| Excerpted passage |
..........

Whole corneas were excised, flattened by making radial incisions, washed in PBS 4% FBS, and then incubated in 1% paraformaldehyde for 2 hours. The corneas were then washed two more times in PBS 4% FBS, incubated with the appropriate antibodies overnight at 4°C, washed in PBS 4% FBS for 15 min at 4°C three more times, and then mounted. Draining lymph nodes were excised, halved and carefully washed in PBS 4% FBS; Fc receptors were blocked by incubation with anti-CD16/CD32 for 1 hour at 4°C, and DLN were then incubated with the appropriate antibodies overnight, followed by five 20 min washes in PBS 4% FBS. The DLN were then treated with 2% paraformaldehyde for 2 hours at 4°C, and then washed in PBS 4% FBS for 20 min three times before mounting. Images of corneas and DLN were acquired on an Olympus Fluoview 1000× confocal microscope with a 1.4 NA 60× oil objective, a 1.4 NA 40× oil objective, or a 0.85 NA 20× oil objective. Images were acquired by sequential scanning to avoid fluorescence crossover, and Z stacks were acquired at Nyquist sampling frequency through the tissue. All image reconstructions were made using Fiji (20).

..........

[Data entries]
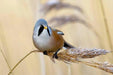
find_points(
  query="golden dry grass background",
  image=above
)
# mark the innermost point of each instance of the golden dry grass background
(17, 19)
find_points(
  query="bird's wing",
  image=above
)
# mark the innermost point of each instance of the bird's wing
(58, 32)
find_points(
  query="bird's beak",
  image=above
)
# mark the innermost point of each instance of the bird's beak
(45, 27)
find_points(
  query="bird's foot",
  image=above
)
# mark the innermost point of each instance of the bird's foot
(55, 56)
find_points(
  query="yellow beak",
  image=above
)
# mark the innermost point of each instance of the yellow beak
(45, 27)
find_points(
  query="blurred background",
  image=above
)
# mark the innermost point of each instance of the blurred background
(85, 23)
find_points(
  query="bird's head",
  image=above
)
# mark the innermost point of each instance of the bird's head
(40, 25)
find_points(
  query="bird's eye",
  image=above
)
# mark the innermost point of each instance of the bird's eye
(40, 29)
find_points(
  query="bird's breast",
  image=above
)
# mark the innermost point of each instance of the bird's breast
(44, 42)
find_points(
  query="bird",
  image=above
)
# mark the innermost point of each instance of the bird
(48, 39)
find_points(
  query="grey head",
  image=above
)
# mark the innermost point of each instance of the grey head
(40, 25)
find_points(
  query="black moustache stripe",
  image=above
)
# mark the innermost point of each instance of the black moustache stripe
(40, 30)
(48, 31)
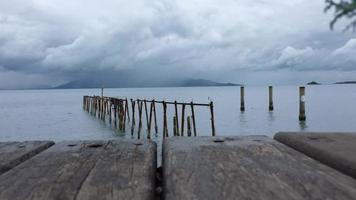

..........

| Things to do |
(a) Condense the paragraph of the tissue-imaging methods passage that begins "Whole corneas were excised" into a bulleted list that keeps its main facts.
(b) In the tissue-imaging methods passage, what was used to block Fc receptors on the draining lymph nodes, and for how long?

| Results in order |
(a)
- Corneas: excised whole, flattened with radial incisions, washed in PBS 4% FBS, and fixed in 1% paraformaldehyde for 2 hours.
- Cornea staining: washed twice more, incubated with antibodies overnight at 4°C, washed three times for 15 min at 4°C, then mounted.
- Draining lymph nodes (DLN): excised, halved, and washed in PBS 4% FBS. Fc receptors were blocked with anti-CD16/CD32 for 1 hour at 4°C.
- DLN staining: incubated with antibodies overnight, then washed five times for 20 min.
- DLN fixation: treated with 2% paraformaldehyde for 2 hours at 4°C, washed three times for 20 min, then mounted.
- Imaging: Olympus Fluoview 1000× confocal microscope with a 60× or 40× oil objective (1.4 NA) or a 20× oil objective (0.85 NA).
- Acquisition: sequential scanning to avoid fluorescence crossover, with Z stacks at Nyquist sampling frequency.
- Reconstruction: all images were reconstructed in Fiji.

(b) Anti-CD16/CD32, for 1 hour at 4°C.